The task —
Return each line of the listing below that contains the string "positive", treating uppercase and lowercase as distinct.

[Stored listing]
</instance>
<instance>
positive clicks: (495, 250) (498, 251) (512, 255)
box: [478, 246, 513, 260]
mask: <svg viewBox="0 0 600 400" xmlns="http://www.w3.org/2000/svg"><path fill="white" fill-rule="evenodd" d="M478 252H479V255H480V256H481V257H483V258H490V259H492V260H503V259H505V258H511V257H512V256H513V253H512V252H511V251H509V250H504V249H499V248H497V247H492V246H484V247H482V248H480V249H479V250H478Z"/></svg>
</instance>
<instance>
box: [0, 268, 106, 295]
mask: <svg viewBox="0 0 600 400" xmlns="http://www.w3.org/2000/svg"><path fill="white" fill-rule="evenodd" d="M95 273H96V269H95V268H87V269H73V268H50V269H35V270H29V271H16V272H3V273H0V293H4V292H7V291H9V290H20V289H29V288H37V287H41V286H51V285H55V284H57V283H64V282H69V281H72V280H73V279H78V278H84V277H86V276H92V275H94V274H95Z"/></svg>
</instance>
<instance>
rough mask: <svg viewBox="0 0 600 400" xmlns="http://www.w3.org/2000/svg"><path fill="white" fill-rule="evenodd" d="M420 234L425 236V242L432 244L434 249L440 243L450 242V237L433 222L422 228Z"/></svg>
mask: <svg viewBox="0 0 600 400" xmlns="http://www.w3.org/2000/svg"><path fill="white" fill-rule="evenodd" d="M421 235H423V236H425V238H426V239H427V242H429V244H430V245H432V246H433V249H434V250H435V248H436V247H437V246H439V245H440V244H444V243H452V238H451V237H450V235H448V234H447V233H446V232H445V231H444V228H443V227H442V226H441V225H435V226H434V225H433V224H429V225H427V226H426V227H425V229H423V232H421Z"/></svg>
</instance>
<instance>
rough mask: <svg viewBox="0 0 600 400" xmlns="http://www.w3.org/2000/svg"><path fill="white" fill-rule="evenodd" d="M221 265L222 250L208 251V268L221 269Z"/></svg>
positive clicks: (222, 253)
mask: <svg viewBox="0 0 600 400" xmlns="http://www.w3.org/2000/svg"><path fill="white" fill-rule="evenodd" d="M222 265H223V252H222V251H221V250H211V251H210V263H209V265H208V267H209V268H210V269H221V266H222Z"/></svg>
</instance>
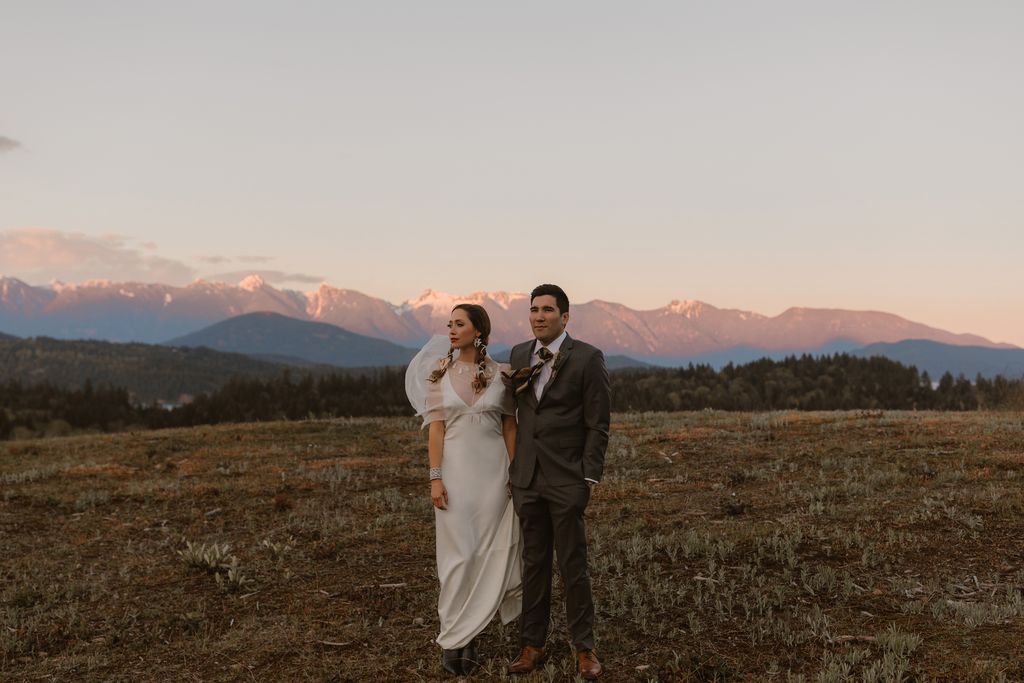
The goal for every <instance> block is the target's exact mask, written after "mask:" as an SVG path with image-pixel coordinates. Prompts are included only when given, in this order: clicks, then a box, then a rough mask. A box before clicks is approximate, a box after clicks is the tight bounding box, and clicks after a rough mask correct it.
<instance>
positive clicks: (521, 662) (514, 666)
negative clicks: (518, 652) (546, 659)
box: [509, 645, 548, 674]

Exercise result —
positive clicks: (495, 250) (498, 251) (512, 255)
positive clicks: (222, 253)
positive clicks: (521, 662) (514, 666)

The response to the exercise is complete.